短い問題:
下の表示テキストをもとに、次の問いに答えよ。
1. ルイスがテレビに初めて出演した番組は何か。
2. ルイスは、椅子を蹴る動作を続けた理由をどう説明したか。
3. スキャンダルの後もルイスの味方であり続けたのは誰か。

表示テキスト:
演奏中、ピアノの椅子を蹴ったり、立ったままピアノを弾いたり、叩くように劇的なアクセントをつけて弾いたり、鍵盤の上に座ったり、楽器の上に立ったりした。ラジオ・ドキュメンタリー『Pop Chronicles 』でルイスは、椅子を蹴ったのは最初は偶然だったが、反応が良かったため続けたと語った[9]。1957年7月28日、『The Steve Allen Show 』でテレビ初登場し、『Whole Lotta Shakin' Goin' On 』を演奏中に上記のアクションを行なった[13][14]。ライヴの最後にピアノに火をつけたと世間には認知されているが、これについてルイスは『エスクァイア』オンライン版で「俺はピアノに火をつけた事はないよ。ずっと否定したかったんだけどさ」と語った。
ルイスがアメリカに戻ってもスキャンダルは打ち消せず、ラジオ局のブラックリストに載った。ルイスはこれまで自分をサポートしてくれた多くの人々に裏切られたように感じていた。ディック・クラークは番組から彼を降板させた。サン・レコード社長がジャック・クレメントとの偽のインタビュー『The Return of Jerry Lee 』を発表し、婚姻問題、批判を軽視した「答え」としてルイスの曲の一部を引用したためルイスはサム・フィリップスにも裏切られたと感じていた。唯一ディスクジョッキーのアラン・フリードだけがルイスの味方のままであり、賄賂容疑で降板するまで彼のレコードをかけ続けた。

表示データ:
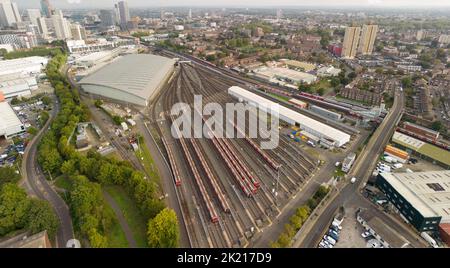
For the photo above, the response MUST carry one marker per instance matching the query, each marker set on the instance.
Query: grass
(115, 235)
(131, 213)
(147, 162)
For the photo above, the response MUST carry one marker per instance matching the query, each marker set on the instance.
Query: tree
(8, 175)
(14, 206)
(163, 230)
(41, 217)
(437, 126)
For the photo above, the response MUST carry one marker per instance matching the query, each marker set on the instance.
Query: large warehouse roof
(429, 150)
(136, 75)
(324, 130)
(10, 124)
(428, 192)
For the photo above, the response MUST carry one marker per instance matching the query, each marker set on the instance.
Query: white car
(366, 234)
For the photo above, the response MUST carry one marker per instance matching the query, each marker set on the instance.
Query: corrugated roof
(138, 75)
(421, 147)
(428, 192)
(323, 129)
(8, 118)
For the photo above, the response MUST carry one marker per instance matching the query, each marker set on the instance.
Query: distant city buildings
(357, 41)
(367, 40)
(351, 41)
(124, 14)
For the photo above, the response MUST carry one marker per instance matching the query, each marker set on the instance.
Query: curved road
(36, 184)
(349, 195)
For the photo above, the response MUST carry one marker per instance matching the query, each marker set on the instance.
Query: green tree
(14, 206)
(8, 175)
(41, 217)
(163, 230)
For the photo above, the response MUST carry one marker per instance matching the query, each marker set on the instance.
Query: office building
(47, 8)
(78, 32)
(422, 198)
(107, 18)
(33, 15)
(351, 41)
(9, 14)
(367, 40)
(124, 14)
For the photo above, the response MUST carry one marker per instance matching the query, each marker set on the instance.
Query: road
(36, 184)
(350, 195)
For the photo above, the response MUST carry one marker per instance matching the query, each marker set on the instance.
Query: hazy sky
(156, 3)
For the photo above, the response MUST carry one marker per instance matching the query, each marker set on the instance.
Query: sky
(219, 3)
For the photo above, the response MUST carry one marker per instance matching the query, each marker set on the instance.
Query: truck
(429, 239)
(390, 159)
(124, 126)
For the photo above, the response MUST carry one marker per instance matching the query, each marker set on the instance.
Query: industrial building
(285, 75)
(314, 127)
(348, 162)
(422, 198)
(424, 150)
(29, 65)
(422, 131)
(326, 113)
(400, 155)
(132, 79)
(17, 85)
(10, 124)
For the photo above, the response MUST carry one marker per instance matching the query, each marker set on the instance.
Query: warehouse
(423, 149)
(29, 65)
(423, 198)
(285, 75)
(10, 124)
(310, 125)
(132, 79)
(17, 85)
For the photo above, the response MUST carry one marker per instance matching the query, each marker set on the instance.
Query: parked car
(366, 234)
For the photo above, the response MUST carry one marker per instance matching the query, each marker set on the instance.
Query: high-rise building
(33, 15)
(9, 14)
(77, 31)
(43, 29)
(279, 14)
(351, 41)
(124, 13)
(47, 8)
(61, 26)
(107, 18)
(367, 40)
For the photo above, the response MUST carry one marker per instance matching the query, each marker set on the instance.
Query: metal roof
(323, 129)
(8, 118)
(138, 75)
(428, 192)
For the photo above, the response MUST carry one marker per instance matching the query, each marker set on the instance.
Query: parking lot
(350, 236)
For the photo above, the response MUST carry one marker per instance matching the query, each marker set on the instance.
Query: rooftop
(429, 150)
(428, 192)
(138, 75)
(8, 118)
(334, 134)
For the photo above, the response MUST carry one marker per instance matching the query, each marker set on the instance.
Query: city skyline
(236, 3)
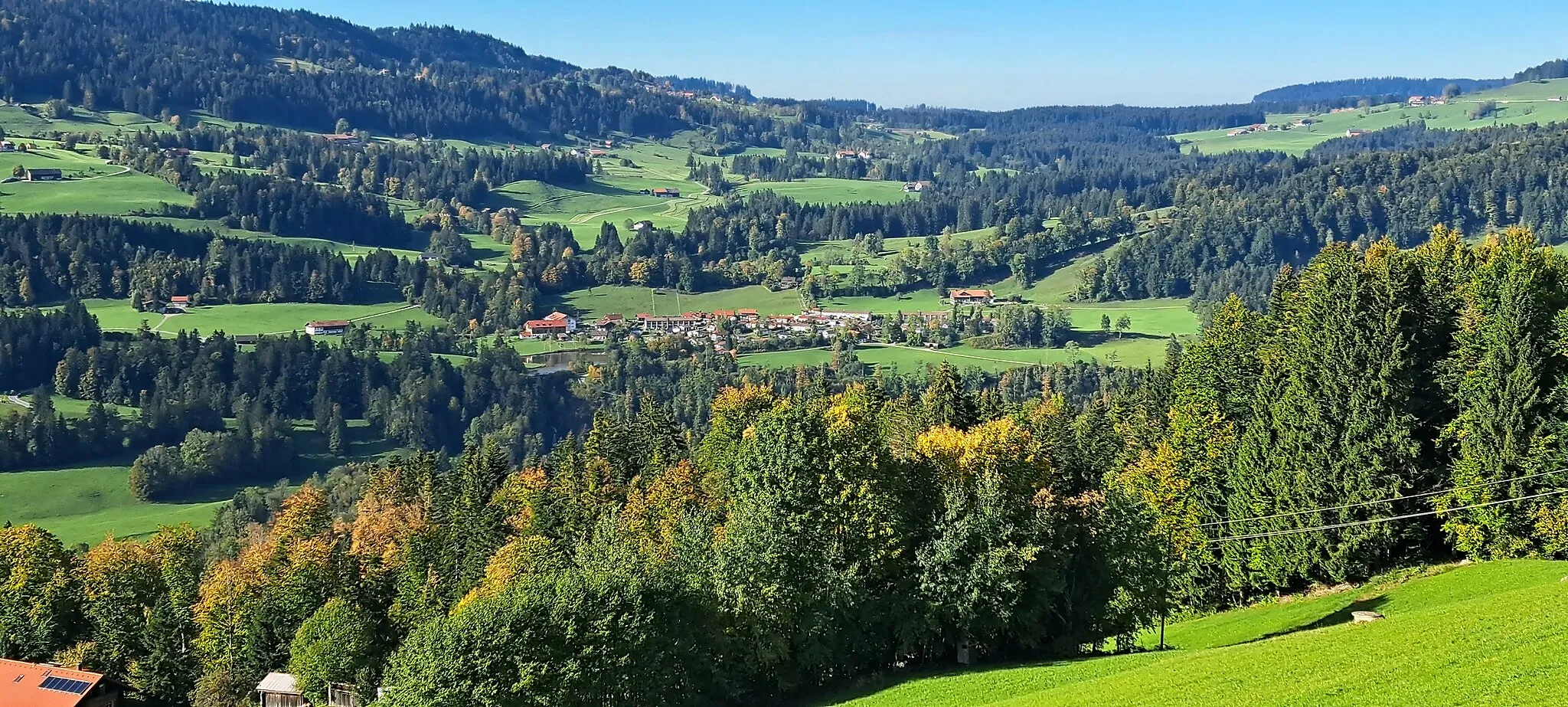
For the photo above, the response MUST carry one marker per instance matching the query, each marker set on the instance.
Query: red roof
(22, 686)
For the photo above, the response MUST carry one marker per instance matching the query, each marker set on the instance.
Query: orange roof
(22, 686)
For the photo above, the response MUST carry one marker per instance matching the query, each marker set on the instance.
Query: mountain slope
(1485, 633)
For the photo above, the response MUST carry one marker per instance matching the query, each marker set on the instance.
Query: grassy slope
(253, 319)
(1517, 106)
(1491, 633)
(85, 502)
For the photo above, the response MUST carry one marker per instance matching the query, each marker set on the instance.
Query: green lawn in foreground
(254, 319)
(1491, 633)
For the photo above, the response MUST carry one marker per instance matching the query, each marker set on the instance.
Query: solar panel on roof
(64, 686)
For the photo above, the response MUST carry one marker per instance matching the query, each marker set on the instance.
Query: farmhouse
(557, 323)
(327, 328)
(279, 690)
(971, 296)
(47, 686)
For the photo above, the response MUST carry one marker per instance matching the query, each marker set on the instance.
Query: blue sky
(993, 55)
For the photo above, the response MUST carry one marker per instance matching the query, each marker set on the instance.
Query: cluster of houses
(704, 326)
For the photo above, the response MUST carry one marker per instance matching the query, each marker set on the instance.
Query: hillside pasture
(1520, 104)
(1484, 633)
(254, 319)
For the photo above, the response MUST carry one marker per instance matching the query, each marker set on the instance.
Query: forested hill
(1370, 87)
(302, 70)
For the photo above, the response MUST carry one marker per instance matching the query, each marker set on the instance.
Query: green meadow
(1490, 633)
(254, 319)
(1515, 106)
(91, 500)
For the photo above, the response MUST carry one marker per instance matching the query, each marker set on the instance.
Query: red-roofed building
(327, 328)
(971, 296)
(47, 686)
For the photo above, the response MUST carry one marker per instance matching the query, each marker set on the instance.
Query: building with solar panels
(51, 686)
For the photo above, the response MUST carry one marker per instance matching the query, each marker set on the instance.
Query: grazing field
(1490, 633)
(634, 299)
(82, 503)
(85, 502)
(1515, 106)
(254, 319)
(827, 190)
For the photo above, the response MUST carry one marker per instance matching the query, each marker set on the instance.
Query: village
(746, 329)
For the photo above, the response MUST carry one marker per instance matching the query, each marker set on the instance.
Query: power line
(1383, 519)
(1376, 502)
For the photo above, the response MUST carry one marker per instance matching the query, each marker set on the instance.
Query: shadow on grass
(1341, 617)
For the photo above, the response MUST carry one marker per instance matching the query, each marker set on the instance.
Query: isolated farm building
(557, 323)
(279, 690)
(47, 686)
(971, 296)
(327, 328)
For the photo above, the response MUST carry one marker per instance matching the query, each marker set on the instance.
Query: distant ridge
(1346, 88)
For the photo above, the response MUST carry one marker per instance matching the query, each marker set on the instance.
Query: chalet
(332, 328)
(668, 323)
(971, 296)
(279, 690)
(47, 686)
(557, 323)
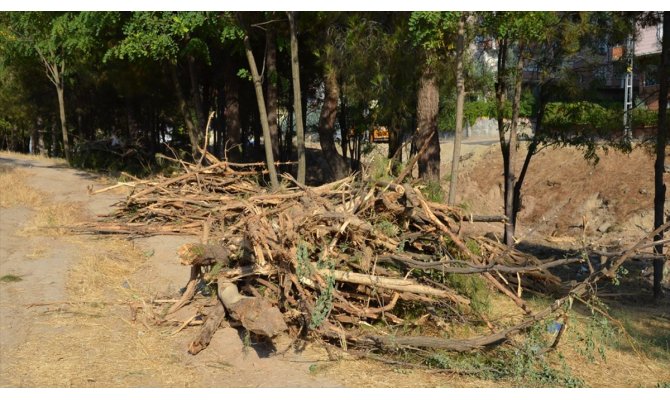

回答:
1. 『The Steve Allen Show』
2. 最初は偶然だったが、反応が良かったため続けた。
3. ディスクジョッキーのアラン・フリード